Esses problemas se intensificaram na década de 2010, após a crise financeira, agravados pelo objetivo do governo de coalizão Conservador-Liberal Democrata, recém-eleito, de cortar serviços públicos em geral. O período de austeridade viu um aumento contínuo no financiamento do NHS, junto com alertas em 2015 e novamente em 2019 de que o NHS estava à “beira do colapso”.
A pandemia de Covid destacou a condição precária do sistema de saúde britânico. Alguns críticos apontaram a aparente falta de financiamento, enquanto outros afirmaram que a crise revelou a força do NHS em responder sob pressão.
Independentemente de a Covid ter revelado as contradições ou a força do NHS, ela deixou um legado de listas de espera explodindo e um serviço de saúde que parece inadequado para seu propósito.
A pesquisa de Atitudes Sociais Britânicas de 2024 revelou que apenas 21% dos entrevistados estavam satisfeitos com o estado do NHS, enquanto 59% estavam insatisfeitos. Talvez mais importante, a maioria quer mais financiamento para o NHS (69% dizem que se gasta muito pouco) e acredita que o NHS está gastando de forma ineficiente (51%).

* [Tarefas do exercício]
- A) Redigite o trecho da página entre "A pandemia de" e "forma ineficiente (51%).", inclusive.
- B) Segundo o trecho da página, que porcentagem dos entrevistados da pesquisa de Atitudes Sociais Britânicas de 2024 estava satisfeita com o estado do NHS?
- C) Resuma o trecho da página em duas frases.

* [Linhas apresentadas]
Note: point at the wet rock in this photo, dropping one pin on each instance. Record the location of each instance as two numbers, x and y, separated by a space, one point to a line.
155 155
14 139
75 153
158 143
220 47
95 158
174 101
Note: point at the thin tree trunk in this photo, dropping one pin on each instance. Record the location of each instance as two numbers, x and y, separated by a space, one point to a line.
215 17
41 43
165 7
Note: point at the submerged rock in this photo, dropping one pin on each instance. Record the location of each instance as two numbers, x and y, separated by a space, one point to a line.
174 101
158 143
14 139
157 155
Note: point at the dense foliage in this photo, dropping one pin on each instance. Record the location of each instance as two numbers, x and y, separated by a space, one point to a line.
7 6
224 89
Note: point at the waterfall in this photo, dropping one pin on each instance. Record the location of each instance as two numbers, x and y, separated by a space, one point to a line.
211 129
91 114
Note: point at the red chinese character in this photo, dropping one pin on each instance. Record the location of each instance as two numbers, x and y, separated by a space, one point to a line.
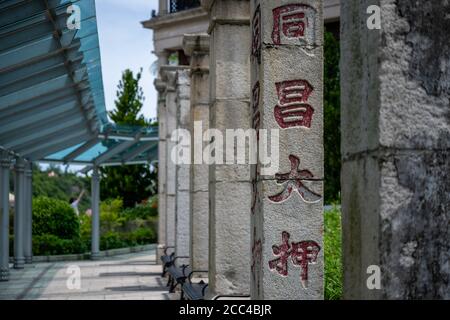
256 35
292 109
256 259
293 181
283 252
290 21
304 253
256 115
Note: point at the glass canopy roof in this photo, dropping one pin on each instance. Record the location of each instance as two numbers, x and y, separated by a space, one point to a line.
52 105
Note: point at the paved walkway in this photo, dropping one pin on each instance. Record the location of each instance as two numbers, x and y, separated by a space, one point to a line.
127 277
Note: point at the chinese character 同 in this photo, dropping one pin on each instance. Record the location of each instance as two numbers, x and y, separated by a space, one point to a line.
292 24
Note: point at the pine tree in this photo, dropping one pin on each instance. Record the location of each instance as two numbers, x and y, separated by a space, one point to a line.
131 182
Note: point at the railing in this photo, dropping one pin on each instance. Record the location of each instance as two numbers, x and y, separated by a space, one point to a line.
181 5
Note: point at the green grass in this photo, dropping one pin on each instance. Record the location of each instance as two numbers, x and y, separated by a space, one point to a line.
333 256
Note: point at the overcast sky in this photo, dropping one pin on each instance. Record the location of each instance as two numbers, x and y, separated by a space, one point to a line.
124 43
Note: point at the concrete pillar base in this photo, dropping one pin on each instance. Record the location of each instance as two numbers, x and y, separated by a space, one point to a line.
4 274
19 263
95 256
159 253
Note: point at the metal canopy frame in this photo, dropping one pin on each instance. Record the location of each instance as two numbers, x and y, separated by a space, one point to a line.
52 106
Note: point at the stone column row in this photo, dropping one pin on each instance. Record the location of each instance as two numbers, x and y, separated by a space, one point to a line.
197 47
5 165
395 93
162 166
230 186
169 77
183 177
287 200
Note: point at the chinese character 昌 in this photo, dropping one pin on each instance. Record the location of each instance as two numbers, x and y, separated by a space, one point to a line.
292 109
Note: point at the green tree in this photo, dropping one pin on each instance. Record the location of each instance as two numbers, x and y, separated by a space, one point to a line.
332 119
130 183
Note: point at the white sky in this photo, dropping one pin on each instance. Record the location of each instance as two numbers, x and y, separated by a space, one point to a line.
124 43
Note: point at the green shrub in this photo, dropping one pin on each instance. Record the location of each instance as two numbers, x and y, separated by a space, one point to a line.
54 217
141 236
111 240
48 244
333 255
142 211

---

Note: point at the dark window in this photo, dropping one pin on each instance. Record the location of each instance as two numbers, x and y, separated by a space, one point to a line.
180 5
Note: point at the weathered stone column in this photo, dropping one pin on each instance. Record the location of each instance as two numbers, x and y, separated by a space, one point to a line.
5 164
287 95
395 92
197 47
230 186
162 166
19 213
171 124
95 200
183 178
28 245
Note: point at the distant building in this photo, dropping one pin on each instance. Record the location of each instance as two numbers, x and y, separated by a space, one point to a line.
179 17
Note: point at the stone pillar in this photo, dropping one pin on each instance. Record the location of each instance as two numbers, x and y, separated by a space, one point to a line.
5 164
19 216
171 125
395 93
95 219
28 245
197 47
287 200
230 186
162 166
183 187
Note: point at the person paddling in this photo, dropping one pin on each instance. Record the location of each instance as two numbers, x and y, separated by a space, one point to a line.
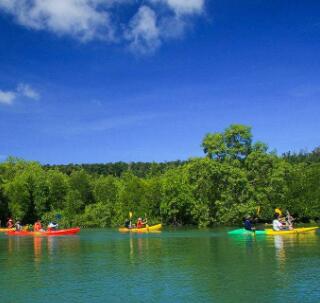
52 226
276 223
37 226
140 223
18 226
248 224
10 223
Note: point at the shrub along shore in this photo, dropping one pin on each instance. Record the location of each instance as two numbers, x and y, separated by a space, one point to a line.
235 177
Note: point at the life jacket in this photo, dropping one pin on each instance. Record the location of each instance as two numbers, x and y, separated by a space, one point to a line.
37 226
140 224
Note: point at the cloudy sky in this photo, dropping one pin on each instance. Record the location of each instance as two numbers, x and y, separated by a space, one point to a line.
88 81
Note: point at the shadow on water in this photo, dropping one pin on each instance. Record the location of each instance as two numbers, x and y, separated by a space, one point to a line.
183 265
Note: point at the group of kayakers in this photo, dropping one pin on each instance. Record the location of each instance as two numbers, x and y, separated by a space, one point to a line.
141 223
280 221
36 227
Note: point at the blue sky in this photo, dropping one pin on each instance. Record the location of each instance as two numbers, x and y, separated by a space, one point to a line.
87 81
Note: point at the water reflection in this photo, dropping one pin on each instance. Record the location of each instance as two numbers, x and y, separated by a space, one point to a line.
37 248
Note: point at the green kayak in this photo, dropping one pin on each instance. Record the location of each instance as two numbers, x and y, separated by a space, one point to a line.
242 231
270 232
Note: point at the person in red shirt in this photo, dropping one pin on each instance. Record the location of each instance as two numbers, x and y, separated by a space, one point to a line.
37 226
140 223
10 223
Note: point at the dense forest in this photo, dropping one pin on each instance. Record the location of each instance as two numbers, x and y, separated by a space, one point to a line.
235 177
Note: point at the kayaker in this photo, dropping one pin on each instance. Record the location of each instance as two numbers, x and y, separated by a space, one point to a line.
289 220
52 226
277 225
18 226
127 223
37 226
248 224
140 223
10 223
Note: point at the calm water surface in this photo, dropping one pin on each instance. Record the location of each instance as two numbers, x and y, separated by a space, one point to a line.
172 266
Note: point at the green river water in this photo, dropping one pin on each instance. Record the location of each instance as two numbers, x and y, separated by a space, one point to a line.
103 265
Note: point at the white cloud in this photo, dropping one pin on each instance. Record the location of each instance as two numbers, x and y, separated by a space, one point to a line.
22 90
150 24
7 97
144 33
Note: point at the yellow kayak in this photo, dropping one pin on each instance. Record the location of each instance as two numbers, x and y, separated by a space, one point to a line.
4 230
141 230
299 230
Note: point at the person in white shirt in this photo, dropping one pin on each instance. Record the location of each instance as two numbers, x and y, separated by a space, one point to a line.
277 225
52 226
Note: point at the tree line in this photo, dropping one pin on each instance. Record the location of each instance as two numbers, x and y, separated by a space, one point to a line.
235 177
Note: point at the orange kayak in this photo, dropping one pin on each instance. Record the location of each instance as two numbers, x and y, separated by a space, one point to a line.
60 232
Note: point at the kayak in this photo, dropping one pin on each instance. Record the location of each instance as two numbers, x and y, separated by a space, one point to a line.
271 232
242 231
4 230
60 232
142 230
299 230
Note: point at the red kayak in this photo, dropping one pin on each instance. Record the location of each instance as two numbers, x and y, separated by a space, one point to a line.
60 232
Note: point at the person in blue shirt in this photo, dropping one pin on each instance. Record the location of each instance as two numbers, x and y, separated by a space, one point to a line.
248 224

* [Respostas fornecidas]
- A)
A pandemia de Covid destacou a condição precária do sistema de saúde britânico. Alguns críticos apontaram a aparente falta de financiamento, enquanto outros afirmaram que a crise revelou a força do NHS em responder sob pressão.
Independentemente de a Covid ter revelado as contradições ou a força do NHS, ela deixou um legado de listas de espera explodindo e um serviço de saúde que parece inadequado para seu propósito.
A pesquisa de Atitudes Sociais Britânicas de 2024 revelou que apenas 21% dos entrevistados estavam satisfeitos com o estado do NHS, enquanto 59% estavam insatisfeitos. Talvez mais importante, a maioria quer mais financiamento para o NHS (69% dizem que se gasta muito pouco) e acredita que o NHS está gastando de forma ineficiente (51%).

- B) Apenas 21%.

- C) Os problemas do NHS se intensificaram na década de 2010, após a crise financeira e sob a meta de cortes do governo de coalizão, com alertas em 2015 e 2019 de que estava à beira do colapso. A pandemia de Covid deixou um legado de listas de espera explodindo, e em 2024 apenas 21% dos entrevistados estavam satisfeitos com o NHS, enquanto a maioria quer mais financiamento e acredita que ele gasta de forma ineficiente.